* [THE EXERCISE]: In the records below, locate the line containing "I would be grateful for your help identifying the lower", then extract it and all following lines exactly, ending with the last line.

* * * * * * *

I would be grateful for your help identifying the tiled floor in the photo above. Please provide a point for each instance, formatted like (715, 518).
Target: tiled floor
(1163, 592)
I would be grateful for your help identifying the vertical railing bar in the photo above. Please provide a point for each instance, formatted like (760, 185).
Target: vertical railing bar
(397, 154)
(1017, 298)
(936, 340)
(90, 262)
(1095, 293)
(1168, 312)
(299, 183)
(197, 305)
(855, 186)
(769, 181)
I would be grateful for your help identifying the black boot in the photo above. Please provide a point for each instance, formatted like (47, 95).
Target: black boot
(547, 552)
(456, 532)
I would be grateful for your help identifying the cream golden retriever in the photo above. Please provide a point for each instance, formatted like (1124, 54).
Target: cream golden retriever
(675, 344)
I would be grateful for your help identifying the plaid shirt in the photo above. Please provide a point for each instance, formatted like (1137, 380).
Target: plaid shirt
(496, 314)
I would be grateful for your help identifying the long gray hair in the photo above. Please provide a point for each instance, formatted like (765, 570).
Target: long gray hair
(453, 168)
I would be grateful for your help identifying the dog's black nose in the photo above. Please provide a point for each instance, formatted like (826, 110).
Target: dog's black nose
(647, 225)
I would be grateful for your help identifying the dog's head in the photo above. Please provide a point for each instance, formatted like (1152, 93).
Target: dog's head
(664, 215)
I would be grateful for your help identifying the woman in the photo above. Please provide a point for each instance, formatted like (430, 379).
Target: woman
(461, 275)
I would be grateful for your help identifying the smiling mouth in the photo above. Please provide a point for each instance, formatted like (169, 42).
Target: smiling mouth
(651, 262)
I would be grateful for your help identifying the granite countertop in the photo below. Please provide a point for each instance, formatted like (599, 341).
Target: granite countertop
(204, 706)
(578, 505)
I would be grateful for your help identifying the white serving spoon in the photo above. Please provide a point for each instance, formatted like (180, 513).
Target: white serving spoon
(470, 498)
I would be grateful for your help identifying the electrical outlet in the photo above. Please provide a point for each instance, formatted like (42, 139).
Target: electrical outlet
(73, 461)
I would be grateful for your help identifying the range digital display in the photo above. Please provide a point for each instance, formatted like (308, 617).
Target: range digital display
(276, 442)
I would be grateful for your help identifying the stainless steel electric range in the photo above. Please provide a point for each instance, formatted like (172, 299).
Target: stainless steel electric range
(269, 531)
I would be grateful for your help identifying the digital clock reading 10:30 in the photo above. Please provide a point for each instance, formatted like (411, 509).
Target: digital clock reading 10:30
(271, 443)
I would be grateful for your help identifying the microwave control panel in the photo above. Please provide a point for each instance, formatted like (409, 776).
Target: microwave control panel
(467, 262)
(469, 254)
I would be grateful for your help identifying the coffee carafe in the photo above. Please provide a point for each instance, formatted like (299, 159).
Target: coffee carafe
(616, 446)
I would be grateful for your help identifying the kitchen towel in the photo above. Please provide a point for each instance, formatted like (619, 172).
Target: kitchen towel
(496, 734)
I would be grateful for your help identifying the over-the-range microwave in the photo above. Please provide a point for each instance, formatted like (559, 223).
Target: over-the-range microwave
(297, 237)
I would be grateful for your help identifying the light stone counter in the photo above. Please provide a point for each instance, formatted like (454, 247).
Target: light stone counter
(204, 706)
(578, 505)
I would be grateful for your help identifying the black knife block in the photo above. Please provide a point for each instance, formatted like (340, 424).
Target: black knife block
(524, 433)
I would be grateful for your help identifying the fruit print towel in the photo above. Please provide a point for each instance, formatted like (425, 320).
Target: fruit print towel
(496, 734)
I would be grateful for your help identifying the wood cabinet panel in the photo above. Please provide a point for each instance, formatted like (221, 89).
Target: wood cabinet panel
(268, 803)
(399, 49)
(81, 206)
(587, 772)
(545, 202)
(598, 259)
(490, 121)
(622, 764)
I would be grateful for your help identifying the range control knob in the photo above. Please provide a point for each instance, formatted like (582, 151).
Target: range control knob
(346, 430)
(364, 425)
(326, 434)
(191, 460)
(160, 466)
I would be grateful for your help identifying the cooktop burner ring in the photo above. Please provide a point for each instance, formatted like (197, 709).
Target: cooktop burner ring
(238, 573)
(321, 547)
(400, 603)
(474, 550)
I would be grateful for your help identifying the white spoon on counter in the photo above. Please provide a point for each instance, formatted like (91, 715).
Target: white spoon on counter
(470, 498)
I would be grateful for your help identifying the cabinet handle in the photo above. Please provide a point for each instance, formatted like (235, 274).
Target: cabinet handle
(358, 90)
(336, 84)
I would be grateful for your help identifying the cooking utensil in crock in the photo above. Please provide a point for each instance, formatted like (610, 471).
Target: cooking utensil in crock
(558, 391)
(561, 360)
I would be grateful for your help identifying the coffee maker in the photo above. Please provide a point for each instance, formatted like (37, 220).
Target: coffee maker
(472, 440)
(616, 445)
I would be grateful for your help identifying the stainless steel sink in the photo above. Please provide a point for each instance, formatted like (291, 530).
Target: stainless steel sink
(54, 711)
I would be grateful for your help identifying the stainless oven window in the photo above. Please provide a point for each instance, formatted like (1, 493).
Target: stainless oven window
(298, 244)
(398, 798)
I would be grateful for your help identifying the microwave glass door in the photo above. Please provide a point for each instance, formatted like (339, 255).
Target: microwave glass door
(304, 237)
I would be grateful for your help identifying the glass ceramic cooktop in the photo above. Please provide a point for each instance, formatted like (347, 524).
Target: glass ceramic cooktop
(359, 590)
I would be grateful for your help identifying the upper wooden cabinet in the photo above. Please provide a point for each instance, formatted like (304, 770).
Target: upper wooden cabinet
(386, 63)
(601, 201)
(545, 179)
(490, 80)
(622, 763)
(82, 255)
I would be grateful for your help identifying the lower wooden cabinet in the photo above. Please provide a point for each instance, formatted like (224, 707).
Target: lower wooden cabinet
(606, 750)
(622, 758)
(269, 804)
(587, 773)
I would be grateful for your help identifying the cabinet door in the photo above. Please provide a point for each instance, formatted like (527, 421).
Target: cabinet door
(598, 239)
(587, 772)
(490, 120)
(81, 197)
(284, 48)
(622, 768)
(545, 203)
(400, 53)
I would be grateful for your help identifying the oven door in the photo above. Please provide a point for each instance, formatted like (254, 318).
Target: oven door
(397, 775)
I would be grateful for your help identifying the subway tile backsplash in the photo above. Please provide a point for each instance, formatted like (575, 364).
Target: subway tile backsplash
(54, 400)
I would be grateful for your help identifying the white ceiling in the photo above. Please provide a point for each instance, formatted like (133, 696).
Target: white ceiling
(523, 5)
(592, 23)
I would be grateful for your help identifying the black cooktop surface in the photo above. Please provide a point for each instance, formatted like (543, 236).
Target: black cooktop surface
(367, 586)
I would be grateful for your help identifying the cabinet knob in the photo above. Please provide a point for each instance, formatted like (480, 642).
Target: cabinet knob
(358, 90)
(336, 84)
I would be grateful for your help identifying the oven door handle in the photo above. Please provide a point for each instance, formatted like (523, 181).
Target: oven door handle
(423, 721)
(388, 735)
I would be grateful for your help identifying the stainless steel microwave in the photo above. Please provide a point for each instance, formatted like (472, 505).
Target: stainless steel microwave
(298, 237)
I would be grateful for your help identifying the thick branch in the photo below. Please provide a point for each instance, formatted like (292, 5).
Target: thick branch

* * * * * * *

* [CORRECT RESULT]:
I would be grateful for your help identifying the lower wooden cabinet in the photo above. Please provide a point for each instance, formatted like (224, 707).
Target: lower wooden cabinet
(606, 750)
(622, 758)
(269, 804)
(587, 773)
I would be grateful for your help identifying the cabinet door in the photo above. Please provide a point for each instance, formatted like (527, 421).
Target: cabinet door
(598, 239)
(587, 772)
(490, 120)
(81, 197)
(284, 48)
(622, 768)
(545, 203)
(400, 53)
I would be grateful for your help identifying the oven door in the photo above. Please provide a point for each instance, formatted like (254, 318).
Target: oven door
(397, 775)
I would be grateful for your help identifying the subway tile backsplash in the photo above. Please provide a point for each instance, formatted like (575, 364).
Target: subway tile backsplash
(54, 400)
I would be grateful for your help identifying the white ceiling in the photo above. Please provide a point for each instance, formatted like (133, 696).
Target: white ceiling
(523, 5)
(592, 23)
I would be grateful for your help identifying the black cooktop surface in the photo above. Please provide a point for each instance, formatted like (543, 236).
Target: black cooktop surface
(367, 586)
I would be grateful for your help identifying the cabinet knob in the photo above. Please provide a point for each instance, formatted like (480, 642).
Target: cabinet knob
(358, 90)
(336, 84)
I would be grateful for your help identifying the oven door handle in the photo above. Please provide a point for each instance, formatted like (523, 181).
Target: oven door handle
(423, 721)
(388, 735)
I would be grateful for your help identifying the stainless steel microwave in the photo above. Please provide a point for each instance, formatted like (472, 505).
Target: stainless steel microwave
(298, 237)
I would be grateful for your help identifying the thick branch in the photo below. Please provide a point for each instance, formatted like (292, 5).
Target: thick branch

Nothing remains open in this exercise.